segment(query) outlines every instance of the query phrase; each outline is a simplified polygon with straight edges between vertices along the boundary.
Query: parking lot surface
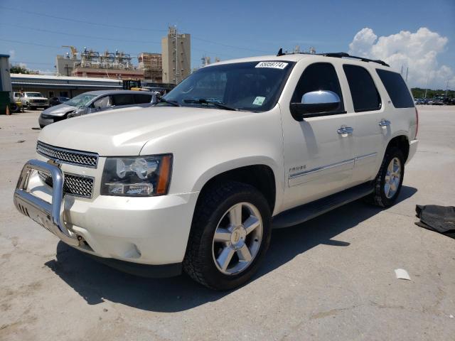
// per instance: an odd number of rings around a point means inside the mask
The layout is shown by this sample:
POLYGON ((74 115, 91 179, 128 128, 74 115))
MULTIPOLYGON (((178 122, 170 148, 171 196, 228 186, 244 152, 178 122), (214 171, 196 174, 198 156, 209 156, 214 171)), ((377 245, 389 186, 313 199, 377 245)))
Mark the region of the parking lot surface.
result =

• EXERCISE
Make an exact copy of the whole listing, but don't bring over any pictures.

• ANSWER BELOW
segment(query) outlines every instance of the query phrase; each outline is a simplified polygon with straight edges between vertices along the boundary.
Query: parking lot surface
// per instance: an odd number of rings around a point means inside the mask
The layout is shown by this sample:
POLYGON ((74 115, 91 179, 128 128, 74 115))
MULTIPOLYGON (((178 122, 170 148, 171 196, 228 186, 244 152, 178 122), (214 171, 196 174, 198 156, 209 156, 214 171)), ((377 245, 389 186, 313 199, 377 245)))
Mark the region of the parking lot surface.
result =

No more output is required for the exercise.